[Available records]:
# # # # # # #
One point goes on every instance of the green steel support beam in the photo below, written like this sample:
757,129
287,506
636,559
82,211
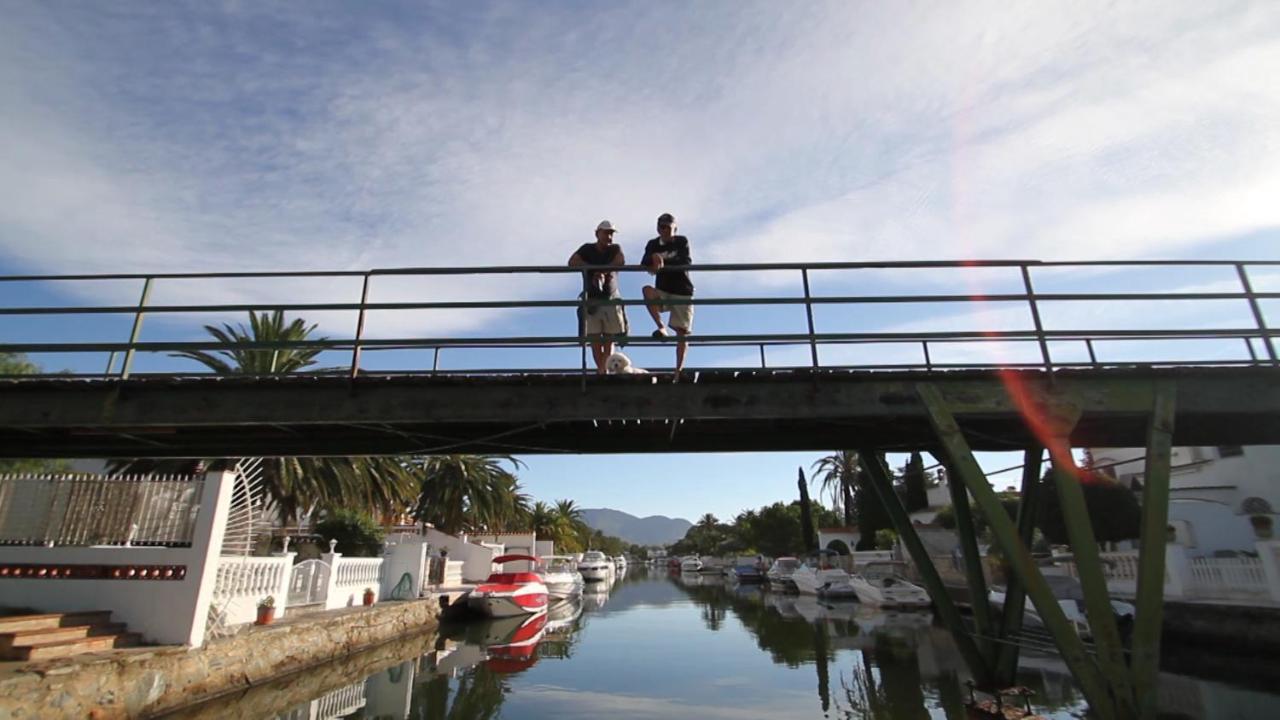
# # # # # # #
[Given instruction]: Can you reproduce the data above word for word, omitting the picture?

[Written response]:
One point goes on every instance of the green steel support beam in the photo below, written like this sample:
757,129
287,506
636,559
82,211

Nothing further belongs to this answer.